From the records below, copy each line in which the string "jacket" occurs.

<<<<

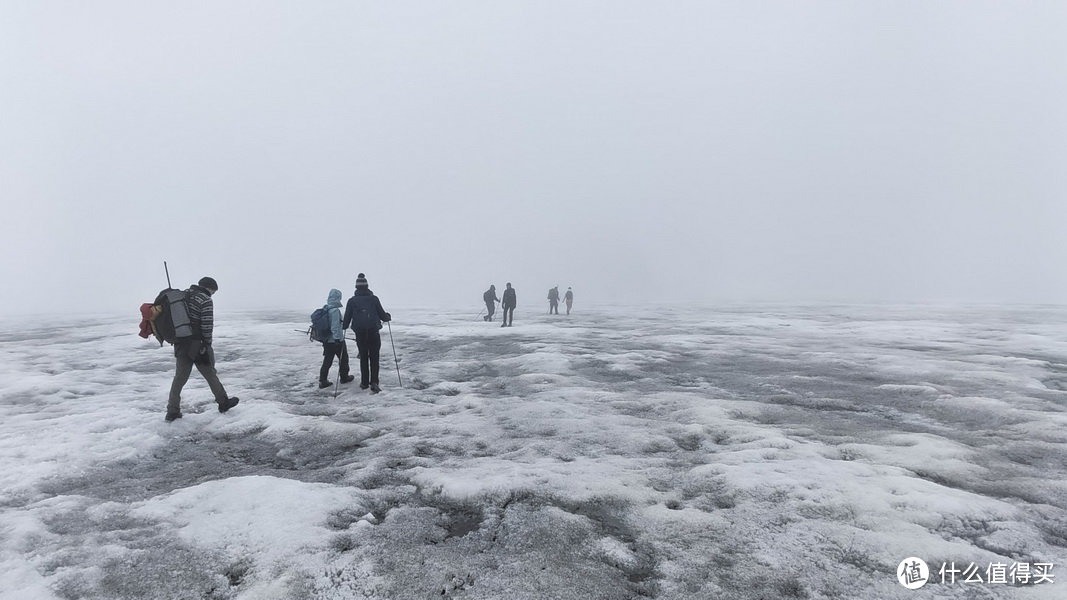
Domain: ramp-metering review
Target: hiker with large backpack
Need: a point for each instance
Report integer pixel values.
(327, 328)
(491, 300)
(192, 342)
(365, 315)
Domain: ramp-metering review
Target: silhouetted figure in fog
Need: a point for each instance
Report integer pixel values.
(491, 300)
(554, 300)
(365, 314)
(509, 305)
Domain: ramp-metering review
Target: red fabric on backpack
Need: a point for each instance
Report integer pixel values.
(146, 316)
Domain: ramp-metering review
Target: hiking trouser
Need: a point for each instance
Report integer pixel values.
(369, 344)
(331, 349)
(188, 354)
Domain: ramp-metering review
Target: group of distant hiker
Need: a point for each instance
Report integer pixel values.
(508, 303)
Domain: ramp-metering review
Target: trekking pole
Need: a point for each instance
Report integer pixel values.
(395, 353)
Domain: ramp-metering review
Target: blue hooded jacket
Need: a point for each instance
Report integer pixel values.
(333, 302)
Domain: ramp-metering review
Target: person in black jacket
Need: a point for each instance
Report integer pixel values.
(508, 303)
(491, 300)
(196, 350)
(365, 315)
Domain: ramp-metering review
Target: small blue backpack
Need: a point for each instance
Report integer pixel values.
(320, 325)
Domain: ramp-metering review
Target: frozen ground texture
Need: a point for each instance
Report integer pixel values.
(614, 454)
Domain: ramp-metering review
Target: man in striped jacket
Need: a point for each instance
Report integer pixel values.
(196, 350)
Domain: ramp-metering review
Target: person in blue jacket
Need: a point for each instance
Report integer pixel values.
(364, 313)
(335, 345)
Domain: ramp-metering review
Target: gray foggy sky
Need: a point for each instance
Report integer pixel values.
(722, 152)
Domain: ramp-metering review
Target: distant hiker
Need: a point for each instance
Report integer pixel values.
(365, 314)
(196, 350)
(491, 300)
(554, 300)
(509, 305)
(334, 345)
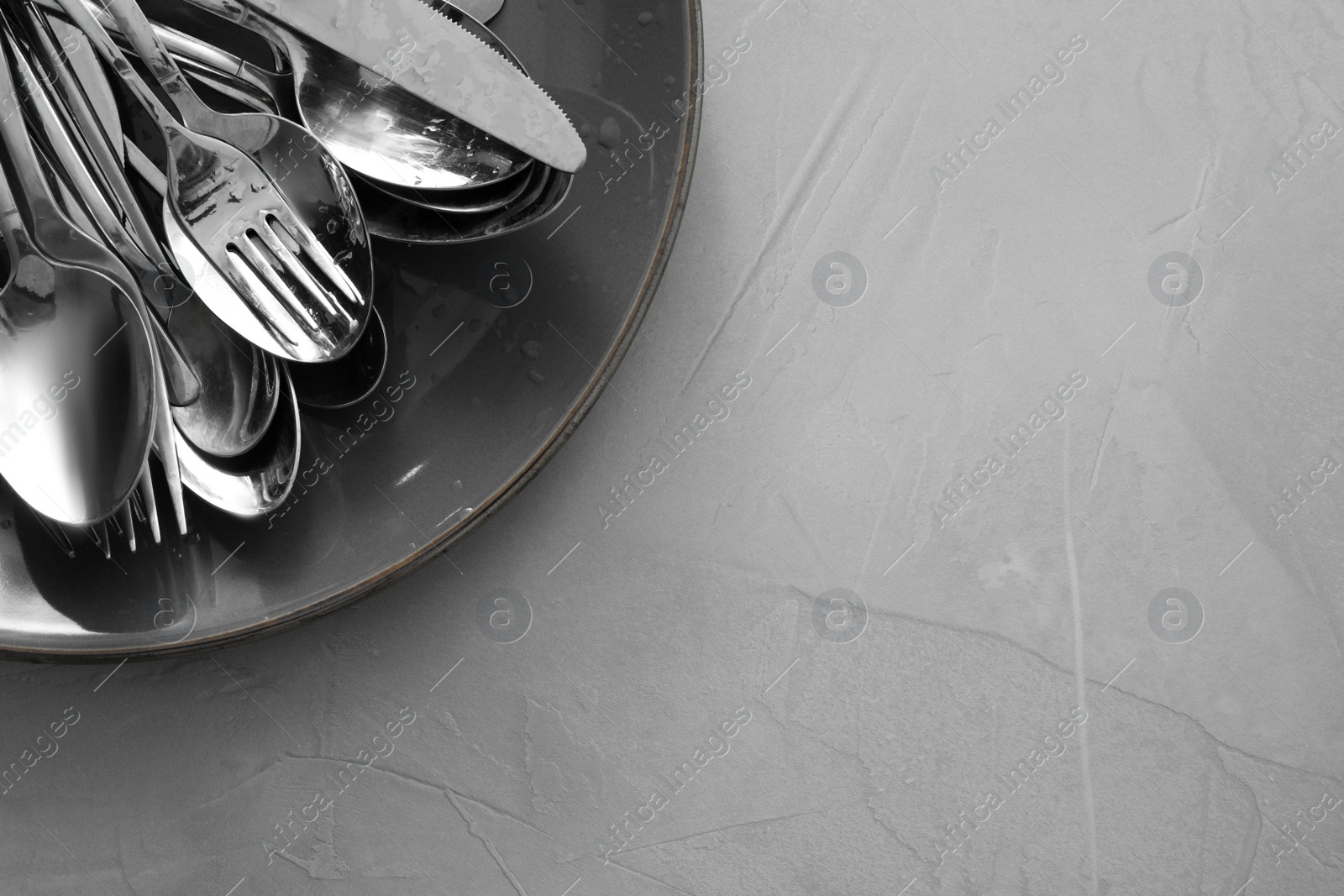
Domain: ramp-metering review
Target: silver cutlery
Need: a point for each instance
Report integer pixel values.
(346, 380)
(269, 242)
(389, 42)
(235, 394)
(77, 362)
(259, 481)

>>>>
<<<<

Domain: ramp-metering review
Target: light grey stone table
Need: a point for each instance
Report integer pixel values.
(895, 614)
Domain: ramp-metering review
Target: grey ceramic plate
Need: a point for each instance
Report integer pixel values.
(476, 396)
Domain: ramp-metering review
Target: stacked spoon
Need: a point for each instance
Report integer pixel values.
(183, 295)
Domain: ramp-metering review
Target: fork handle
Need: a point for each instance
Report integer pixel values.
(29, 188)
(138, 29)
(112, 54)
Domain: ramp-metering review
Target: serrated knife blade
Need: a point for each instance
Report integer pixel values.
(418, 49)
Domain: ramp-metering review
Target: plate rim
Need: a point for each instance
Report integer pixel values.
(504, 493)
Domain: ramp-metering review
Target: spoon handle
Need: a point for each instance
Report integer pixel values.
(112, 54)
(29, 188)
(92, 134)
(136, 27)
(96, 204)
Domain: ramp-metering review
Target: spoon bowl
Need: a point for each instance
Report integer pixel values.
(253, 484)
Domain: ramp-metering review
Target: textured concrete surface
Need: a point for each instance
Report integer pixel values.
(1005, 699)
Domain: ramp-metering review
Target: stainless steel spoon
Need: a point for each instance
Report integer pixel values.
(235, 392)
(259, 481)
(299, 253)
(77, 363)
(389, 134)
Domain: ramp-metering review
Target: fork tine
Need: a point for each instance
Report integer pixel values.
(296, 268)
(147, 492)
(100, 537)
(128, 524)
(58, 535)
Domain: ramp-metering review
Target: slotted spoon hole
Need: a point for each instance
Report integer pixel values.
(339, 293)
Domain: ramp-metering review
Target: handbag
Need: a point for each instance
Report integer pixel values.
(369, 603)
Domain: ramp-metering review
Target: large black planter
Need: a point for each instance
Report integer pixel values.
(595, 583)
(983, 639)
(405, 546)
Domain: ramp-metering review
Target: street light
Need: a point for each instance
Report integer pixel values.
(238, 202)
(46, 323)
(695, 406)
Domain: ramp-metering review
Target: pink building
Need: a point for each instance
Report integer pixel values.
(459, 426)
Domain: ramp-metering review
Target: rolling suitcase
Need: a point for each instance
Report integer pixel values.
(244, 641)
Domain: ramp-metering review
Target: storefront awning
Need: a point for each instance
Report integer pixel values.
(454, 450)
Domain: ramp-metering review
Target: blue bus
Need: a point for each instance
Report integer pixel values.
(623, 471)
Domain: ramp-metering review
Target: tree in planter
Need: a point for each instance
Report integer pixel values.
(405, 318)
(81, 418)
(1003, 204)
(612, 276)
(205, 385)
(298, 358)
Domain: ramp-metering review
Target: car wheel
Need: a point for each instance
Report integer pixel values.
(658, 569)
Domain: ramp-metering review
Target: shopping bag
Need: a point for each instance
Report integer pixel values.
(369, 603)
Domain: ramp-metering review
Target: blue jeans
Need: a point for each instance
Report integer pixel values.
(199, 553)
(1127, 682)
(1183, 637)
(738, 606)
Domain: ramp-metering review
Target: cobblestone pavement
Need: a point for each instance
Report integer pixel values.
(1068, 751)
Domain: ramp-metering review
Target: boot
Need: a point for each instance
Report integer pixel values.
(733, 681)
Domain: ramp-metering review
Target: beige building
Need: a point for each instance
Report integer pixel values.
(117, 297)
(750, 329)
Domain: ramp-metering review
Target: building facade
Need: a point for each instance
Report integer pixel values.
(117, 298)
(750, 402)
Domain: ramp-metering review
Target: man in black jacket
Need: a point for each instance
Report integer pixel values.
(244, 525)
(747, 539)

>>>>

RESULT FOR THIS EXERCISE:
Target: blue hooded jacket
Target: person in black jacket
Target: man in striped jacket
Target: person in blue jacket
Target: man in black jacket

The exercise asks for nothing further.